*** Text passage
# Where do you get your Lovespell?



## Kalne (Oct 25, 2007)

I just soaped the last of mine. I got it last year from RA so I need to find a new source. I checked Susan's site and she's sold out. Now where can I go that I don't have to spend an arm and a leg for it?


----------



## SherrieC (Oct 26, 2007)

Shoot, I've gotten it from RA but probably won't again, because of their CS and Susan's I like Better.


----------



## Kalne (Oct 25, 2007)

Well.....I've emailed Susan to see if/when she'll be getting more. I figure I have enough soap to last 6-8 weeks. Although I'll probably run out before my next batch is complete cured.

A lot of people ask, "What's everyone's favorite." And I oblige and tell them LS so they buy it. I'm going to start saying something else! :LOL


----------



## Sheryl (Oct 27, 2007)

This inquiring mind would like to know also. I have some Love Spell that I have already used, and it came from RA, and I was wondering where or to get more that smelled so good. So fess up soap makers where's the best place to get it :biggrin

Sheryl


----------



## Kalne (Oct 25, 2007)

Has anyone tried any FOs from Nu-Scents? The price is certainly right. I've emailed them to see if they know how they work in CP soap making.


----------



## Ravens Haven (Oct 26, 2007)

www.common-scents.com


----------



## Kalne (Oct 25, 2007)

okay.....it's the-common-scents.com Thanks! SO have you used theirs? Is it as good as RAs? Price looks good.


----------



## Ravens Haven (Oct 26, 2007)

I don't know if it is as good as RA but it sure is lovely.

Autumn


----------



## Kalne (Oct 25, 2007)

Thanks! If I don't hear back from Susan within a couple days I'll order there.


----------



## Becky-DixieDoesAlpines (Oct 26, 2007)

I hate Lovespell so much I stopped carrying it. BUT lovespell-lovers liked the one I used, from Candle Science.
Becky


----------



## SherrieC (Oct 26, 2007)

Becky you and me both, I'm allergic to the darn stuff, but I am stuck with it for now cause it's so popular


----------



## Guest (Aug 6, 2008)

I love Love Spell and it is one of my best sellers. I wear it everyday... it is my signature scent.
******
Could you copy out the Lovespell thread from "This inquiring mind" to "CP soap making.", swapping "Nu-Scents" for "Candle Science"? The rows that come next have nothing to do with the Lovespell thread.
*** Listed entries
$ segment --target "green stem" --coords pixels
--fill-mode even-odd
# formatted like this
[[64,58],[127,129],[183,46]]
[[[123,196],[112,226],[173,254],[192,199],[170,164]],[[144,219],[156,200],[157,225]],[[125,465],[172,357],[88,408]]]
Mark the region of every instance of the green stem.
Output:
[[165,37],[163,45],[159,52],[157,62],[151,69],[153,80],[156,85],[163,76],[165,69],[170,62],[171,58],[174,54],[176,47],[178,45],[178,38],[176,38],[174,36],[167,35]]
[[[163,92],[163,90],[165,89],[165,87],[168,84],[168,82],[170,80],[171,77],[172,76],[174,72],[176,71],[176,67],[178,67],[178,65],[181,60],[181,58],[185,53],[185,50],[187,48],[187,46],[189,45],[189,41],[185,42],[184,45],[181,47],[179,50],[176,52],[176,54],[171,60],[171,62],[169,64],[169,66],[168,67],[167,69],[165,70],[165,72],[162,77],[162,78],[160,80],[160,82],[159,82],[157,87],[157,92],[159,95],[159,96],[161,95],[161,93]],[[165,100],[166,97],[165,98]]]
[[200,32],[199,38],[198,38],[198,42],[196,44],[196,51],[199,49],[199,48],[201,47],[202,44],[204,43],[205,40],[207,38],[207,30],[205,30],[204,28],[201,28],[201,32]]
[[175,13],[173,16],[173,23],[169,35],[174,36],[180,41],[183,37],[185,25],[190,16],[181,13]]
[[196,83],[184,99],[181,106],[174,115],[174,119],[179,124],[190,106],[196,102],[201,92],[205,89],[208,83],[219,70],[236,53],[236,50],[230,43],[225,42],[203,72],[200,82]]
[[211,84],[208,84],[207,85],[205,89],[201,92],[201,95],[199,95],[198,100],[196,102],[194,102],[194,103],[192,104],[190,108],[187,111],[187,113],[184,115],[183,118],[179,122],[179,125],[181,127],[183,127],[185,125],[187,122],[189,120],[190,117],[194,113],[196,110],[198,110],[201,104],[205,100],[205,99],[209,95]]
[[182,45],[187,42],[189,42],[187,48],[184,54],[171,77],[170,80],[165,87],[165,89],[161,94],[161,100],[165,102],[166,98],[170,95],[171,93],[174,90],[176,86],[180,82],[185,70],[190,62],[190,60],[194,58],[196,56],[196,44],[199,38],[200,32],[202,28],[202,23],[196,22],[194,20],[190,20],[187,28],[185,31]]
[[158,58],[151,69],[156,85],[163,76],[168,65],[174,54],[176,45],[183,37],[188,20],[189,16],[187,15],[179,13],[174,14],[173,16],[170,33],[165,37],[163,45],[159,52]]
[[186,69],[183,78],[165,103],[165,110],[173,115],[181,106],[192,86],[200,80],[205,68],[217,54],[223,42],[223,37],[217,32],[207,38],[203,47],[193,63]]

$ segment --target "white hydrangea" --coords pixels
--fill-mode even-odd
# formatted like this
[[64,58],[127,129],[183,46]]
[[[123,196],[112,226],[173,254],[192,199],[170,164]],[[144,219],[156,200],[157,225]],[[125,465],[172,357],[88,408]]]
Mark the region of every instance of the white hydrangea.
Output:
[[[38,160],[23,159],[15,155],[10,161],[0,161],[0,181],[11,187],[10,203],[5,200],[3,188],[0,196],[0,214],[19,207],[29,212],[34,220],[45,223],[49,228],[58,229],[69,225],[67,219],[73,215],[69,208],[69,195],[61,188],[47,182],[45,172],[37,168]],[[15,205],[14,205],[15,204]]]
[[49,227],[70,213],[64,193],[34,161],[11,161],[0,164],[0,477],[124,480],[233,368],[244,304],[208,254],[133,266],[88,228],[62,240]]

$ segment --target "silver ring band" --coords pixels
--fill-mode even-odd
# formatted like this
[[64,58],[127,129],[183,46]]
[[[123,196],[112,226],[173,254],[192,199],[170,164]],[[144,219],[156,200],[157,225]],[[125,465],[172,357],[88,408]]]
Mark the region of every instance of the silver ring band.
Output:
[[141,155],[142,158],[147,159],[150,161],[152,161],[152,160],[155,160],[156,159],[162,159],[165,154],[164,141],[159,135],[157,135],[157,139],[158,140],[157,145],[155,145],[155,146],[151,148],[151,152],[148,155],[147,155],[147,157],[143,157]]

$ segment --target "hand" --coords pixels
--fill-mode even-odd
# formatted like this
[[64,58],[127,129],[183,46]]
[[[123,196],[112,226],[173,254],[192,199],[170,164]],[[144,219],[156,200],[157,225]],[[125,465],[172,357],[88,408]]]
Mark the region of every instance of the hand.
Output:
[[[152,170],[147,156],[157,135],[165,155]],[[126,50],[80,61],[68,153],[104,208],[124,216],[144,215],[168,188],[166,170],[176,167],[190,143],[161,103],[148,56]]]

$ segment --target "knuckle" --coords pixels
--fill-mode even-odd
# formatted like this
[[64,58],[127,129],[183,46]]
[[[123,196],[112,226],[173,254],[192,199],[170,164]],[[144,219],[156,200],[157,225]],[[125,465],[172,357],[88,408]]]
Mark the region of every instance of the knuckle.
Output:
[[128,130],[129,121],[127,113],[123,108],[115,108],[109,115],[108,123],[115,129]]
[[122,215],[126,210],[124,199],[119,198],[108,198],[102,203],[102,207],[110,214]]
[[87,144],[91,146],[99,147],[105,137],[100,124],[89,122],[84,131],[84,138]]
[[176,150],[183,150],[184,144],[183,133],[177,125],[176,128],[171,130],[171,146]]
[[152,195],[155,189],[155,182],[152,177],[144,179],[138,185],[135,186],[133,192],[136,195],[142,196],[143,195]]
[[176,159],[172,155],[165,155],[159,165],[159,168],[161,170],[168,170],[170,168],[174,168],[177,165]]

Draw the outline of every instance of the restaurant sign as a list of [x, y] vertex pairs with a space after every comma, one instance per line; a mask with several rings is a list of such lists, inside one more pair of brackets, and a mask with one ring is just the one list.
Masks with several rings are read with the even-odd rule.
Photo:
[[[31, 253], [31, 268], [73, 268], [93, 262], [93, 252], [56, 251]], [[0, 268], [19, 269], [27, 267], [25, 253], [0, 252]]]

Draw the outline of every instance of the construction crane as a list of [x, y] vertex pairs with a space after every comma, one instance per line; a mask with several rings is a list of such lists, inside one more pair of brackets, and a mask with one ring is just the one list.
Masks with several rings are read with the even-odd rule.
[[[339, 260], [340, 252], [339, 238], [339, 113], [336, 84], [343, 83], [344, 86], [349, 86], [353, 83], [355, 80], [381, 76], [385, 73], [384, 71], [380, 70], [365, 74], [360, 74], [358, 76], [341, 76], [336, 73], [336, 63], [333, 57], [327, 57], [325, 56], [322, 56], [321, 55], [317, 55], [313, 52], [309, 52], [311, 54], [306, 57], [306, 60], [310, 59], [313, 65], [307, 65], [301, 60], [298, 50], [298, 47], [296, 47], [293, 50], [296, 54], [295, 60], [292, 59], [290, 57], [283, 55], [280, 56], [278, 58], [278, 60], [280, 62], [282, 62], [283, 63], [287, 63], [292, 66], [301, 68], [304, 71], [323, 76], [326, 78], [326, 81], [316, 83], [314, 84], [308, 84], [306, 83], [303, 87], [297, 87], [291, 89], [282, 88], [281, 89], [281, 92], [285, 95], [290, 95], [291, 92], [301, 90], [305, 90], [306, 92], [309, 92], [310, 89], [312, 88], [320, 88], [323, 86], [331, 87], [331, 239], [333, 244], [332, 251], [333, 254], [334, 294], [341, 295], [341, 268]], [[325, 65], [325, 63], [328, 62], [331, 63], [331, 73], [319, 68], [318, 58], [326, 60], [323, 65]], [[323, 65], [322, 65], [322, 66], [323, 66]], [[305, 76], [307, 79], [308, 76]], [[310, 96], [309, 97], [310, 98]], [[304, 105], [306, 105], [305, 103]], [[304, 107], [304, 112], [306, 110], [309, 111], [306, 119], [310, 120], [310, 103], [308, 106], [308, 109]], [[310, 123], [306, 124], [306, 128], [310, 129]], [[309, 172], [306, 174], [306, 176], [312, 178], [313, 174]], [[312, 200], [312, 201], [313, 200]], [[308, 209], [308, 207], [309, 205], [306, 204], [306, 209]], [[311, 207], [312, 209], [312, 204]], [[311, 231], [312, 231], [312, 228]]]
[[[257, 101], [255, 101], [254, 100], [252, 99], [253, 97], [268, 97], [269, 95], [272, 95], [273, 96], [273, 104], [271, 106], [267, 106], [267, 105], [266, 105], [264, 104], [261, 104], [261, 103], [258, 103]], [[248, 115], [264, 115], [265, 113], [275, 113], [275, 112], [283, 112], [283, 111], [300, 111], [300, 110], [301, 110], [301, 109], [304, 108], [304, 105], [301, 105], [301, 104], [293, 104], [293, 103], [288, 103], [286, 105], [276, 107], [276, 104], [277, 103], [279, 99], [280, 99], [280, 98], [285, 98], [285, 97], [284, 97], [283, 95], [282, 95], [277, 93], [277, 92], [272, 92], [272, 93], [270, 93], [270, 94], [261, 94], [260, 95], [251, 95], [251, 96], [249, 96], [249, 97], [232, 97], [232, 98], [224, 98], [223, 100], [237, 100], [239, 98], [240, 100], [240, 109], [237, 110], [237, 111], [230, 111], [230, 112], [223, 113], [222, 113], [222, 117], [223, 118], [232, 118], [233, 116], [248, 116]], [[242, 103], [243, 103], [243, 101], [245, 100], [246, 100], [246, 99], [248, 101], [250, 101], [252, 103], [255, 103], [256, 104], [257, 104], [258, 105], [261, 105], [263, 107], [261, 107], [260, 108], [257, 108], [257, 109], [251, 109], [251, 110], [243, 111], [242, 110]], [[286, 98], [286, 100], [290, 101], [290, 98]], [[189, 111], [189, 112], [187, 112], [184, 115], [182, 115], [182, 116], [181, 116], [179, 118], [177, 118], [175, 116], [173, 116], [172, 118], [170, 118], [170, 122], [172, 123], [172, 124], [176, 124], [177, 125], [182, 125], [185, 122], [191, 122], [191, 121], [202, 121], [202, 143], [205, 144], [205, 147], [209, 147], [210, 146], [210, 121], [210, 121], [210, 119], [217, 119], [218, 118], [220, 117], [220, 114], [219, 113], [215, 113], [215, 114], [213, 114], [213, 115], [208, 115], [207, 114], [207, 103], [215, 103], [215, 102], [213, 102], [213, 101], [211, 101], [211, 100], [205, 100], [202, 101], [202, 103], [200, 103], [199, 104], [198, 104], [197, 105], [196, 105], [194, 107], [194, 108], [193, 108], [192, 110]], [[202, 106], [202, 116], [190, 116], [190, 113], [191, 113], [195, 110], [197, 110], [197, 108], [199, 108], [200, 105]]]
******
Answer to the task:
This inquiring mind would like to know also. I have some Love Spell that I have already used, and it came from RA, and I was wondering where or to get more that smelled so good. So fess up soap makers where's the best place to get it :biggrin

Sheryl


----------



## Kalne (Oct 25, 2007)

Has anyone tried any FOs from Candle Science? The price is certainly right. I've emailed them to see if they know how they work in CP soap making.